# Low light hardy plants that will survive mbuna?



## jschall (Apr 2, 2009)

Any ideas?


----------



## BoostedX (Mar 1, 2009)

Anabus (sp?) is a good plant. Grows in nicely and looks great. Dont actually stick it in the substrate just wedge it inbetween some rocks and it will grow alot better.


----------



## Britnick (Apr 18, 2008)

Vallis, Java Fern and African Sword also work. They don't eat the plants, but they do pull at the edges, which can dislodge or uproot the plant. Getting the substrate rooted plants going quickly is the best option. A good root tab will help this process no end. It also helps to plant away from where the fish traditionally dig.


----------



## zazz (Apr 5, 2008)

do these require co2 .. can they survive in low light and no added co2?


----------



## Britnick (Apr 18, 2008)

Yes they will grow without CO2 and in low light (low light would be no light aimed at aiding plant growth)


----------



## ridley25 (Jan 5, 2008)

+1 on Anubias. My mbuna nibble at it a bit but it grows nicely. I have them wedged between rocks so I can even move them when I want.


----------



## josmoloco (Aug 23, 2008)

Java moss........ 8)


----------



## Britnick (Apr 18, 2008)

I tried Java moss, but could I actually get it to attach to anything! When I had limited success the fish just pulled it to bits and my tank ended up looking like a seaweed mess. spent weeks pulling it out of filter inlets and media...


----------
***
◆ **SHORT EXERCISE A**
Retype the passage of the forum thread on plants for mbuna, beginning at the words "Java moss........ 8)" and stopping after the words "inlets and media...".

(Coordinate labeling data)
***
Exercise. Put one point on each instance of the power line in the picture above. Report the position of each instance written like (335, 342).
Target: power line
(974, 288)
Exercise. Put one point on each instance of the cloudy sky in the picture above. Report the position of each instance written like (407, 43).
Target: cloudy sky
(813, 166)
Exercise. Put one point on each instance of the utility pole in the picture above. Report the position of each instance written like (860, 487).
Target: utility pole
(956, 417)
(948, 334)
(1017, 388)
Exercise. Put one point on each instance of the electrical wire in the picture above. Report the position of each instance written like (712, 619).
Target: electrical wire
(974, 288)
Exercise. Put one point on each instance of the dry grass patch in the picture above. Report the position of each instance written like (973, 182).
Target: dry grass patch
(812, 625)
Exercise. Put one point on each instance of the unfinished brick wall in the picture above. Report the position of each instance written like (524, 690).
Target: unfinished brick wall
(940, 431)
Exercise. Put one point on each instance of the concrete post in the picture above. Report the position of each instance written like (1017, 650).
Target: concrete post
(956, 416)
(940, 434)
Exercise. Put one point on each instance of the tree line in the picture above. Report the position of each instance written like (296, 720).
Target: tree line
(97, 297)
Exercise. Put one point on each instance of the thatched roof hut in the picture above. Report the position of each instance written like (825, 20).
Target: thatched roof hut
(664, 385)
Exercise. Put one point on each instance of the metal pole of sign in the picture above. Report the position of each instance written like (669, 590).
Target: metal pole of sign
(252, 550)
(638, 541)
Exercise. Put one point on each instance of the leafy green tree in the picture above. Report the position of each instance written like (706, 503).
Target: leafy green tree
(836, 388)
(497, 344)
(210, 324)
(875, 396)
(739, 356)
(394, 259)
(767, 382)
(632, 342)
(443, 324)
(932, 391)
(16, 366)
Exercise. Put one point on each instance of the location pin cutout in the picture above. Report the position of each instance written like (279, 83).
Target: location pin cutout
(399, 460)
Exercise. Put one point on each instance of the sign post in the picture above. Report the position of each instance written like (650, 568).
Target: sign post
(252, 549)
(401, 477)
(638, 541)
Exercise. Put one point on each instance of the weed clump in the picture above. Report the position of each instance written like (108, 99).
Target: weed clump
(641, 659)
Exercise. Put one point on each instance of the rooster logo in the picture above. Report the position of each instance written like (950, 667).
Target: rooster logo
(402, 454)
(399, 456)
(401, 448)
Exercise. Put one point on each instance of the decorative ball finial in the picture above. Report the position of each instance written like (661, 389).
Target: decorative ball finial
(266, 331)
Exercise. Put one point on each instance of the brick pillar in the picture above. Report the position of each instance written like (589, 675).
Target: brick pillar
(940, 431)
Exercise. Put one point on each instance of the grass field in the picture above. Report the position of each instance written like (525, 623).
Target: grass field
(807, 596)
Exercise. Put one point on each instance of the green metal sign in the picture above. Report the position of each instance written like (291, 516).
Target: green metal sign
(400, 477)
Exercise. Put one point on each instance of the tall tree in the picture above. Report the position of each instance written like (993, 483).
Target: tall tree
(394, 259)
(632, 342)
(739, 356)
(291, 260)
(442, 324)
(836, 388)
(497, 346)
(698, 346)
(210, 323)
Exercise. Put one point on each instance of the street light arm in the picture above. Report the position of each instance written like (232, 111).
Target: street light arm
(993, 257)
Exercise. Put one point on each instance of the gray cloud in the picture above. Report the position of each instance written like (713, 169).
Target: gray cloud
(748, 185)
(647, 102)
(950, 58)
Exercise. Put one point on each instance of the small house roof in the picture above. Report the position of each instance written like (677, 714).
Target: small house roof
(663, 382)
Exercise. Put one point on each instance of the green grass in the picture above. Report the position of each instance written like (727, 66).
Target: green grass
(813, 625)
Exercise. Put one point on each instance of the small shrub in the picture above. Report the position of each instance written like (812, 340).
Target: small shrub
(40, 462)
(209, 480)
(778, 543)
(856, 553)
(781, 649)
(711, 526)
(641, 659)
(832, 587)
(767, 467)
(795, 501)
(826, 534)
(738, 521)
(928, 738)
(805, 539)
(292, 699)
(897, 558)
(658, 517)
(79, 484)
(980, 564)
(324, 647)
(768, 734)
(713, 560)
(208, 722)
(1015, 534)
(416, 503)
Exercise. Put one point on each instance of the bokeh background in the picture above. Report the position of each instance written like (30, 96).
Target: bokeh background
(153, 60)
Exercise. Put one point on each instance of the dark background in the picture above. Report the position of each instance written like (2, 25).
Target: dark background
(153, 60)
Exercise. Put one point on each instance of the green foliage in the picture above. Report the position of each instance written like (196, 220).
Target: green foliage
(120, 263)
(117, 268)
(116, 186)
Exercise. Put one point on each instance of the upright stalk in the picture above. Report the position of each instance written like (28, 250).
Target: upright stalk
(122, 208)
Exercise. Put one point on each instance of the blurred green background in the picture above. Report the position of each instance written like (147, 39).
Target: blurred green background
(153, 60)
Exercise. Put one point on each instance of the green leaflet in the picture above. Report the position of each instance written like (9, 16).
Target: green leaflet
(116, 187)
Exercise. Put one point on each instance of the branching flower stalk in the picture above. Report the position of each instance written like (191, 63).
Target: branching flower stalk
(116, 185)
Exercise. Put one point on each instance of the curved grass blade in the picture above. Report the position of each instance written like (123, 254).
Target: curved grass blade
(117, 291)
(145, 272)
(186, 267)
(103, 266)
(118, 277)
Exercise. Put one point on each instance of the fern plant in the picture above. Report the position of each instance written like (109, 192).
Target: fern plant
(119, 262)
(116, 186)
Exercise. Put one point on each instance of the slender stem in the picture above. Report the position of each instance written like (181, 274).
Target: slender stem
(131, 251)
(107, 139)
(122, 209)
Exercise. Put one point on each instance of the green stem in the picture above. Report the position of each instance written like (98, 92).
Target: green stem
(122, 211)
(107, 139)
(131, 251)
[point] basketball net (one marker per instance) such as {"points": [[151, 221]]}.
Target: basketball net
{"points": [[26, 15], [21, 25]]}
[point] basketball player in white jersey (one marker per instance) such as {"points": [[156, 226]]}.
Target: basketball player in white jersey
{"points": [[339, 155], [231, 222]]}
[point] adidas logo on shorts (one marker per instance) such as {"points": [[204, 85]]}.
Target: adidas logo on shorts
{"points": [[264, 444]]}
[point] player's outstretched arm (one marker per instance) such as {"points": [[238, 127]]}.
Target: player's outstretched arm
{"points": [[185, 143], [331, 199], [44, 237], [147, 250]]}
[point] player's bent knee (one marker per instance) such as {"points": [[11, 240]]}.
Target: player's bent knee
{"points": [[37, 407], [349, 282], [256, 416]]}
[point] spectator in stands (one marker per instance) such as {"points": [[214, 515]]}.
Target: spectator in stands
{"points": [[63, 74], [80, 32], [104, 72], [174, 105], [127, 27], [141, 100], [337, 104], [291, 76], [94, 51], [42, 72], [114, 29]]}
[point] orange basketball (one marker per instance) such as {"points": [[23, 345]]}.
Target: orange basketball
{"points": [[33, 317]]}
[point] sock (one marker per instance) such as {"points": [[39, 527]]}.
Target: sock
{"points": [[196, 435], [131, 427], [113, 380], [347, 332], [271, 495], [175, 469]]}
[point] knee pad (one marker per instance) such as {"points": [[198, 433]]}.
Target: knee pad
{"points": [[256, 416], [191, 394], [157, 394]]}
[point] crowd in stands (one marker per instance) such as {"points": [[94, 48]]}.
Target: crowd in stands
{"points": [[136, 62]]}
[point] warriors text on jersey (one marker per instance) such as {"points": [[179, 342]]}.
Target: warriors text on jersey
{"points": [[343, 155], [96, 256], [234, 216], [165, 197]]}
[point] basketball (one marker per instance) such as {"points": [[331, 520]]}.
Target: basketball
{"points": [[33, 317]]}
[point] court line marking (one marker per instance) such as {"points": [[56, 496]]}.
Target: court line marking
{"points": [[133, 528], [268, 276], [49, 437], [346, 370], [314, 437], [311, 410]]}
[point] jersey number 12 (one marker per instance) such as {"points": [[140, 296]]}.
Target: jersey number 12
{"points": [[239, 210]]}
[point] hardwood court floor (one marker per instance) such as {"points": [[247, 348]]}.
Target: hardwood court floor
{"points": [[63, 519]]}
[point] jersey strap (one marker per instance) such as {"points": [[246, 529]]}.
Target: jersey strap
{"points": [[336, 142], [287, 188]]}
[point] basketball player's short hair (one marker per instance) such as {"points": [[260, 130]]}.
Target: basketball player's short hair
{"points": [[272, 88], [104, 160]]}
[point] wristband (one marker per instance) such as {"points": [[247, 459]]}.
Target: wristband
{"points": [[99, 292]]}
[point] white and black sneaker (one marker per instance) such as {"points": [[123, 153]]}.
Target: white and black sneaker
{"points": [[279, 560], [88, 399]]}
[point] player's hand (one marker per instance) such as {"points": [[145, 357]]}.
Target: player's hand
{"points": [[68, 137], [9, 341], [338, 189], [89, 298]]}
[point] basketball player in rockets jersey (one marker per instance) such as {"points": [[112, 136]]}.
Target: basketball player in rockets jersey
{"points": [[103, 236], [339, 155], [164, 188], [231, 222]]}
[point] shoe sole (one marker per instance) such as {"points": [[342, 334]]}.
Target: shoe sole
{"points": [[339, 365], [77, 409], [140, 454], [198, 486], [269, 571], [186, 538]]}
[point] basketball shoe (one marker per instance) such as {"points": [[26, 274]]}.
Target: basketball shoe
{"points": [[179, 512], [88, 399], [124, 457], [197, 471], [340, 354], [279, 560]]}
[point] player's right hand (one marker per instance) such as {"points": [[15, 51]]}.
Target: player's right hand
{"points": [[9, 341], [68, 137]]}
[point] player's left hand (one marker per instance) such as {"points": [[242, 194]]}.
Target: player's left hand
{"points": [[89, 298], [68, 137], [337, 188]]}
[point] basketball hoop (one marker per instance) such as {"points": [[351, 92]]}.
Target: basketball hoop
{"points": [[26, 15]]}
***
◆ **SHORT EXERCISE B**
Echo the entries word for word, beginning at the line that has "[point] jersey strap" and stopping after the last line of the entries.

◆ **REPLY A**
Java moss........ 8)


----------



## Britnick (Apr 18, 2008)

I tried Java moss, but could I actually get it to attach to anything! When I had limited success the fish just pulled it to bits and my tank ended up looking like a seaweed mess. spent weeks pulling it out of filter inlets and media...

◆ **REPLY B**
[point] jersey strap (one marker per instance) such as {"points": [[246, 529]]}.
Target: jersey strap
{"points": [[336, 142], [287, 188]]}
[point] basketball player's short hair (one marker per instance) such as {"points": [[260, 130]]}.
Target: basketball player's short hair
{"points": [[272, 88], [104, 160]]}
[point] wristband (one marker per instance) such as {"points": [[247, 459]]}.
Target: wristband
{"points": [[99, 292]]}
[point] white and black sneaker (one marker per instance) such as {"points": [[123, 153]]}.
Target: white and black sneaker
{"points": [[279, 560], [88, 399]]}
[point] player's hand (one marker per instance) such as {"points": [[145, 357]]}.
Target: player's hand
{"points": [[68, 137], [9, 341], [338, 189], [89, 298]]}
[point] basketball player in rockets jersey (one marker per instance) such as {"points": [[112, 136]]}.
Target: basketball player in rockets jersey
{"points": [[103, 236], [339, 155], [164, 188], [231, 222]]}
[point] shoe sole (one marker per instance) such as {"points": [[342, 334]]}.
Target: shoe sole
{"points": [[339, 365], [77, 409], [140, 454], [198, 486], [269, 571], [186, 538]]}
[point] basketball shoe (one marker per instance) such as {"points": [[26, 274]]}.
Target: basketball shoe
{"points": [[179, 512], [88, 399], [124, 457], [197, 471], [340, 354], [279, 560]]}
[point] player's right hand (one marker per instance) such as {"points": [[15, 51]]}.
Target: player's right hand
{"points": [[9, 341], [68, 137]]}
[point] player's left hand (one marker per instance) such as {"points": [[242, 194]]}.
Target: player's left hand
{"points": [[89, 298], [68, 137], [337, 188]]}
[point] basketball hoop (one marker per instance) such as {"points": [[351, 92]]}.
Target: basketball hoop
{"points": [[26, 15]]}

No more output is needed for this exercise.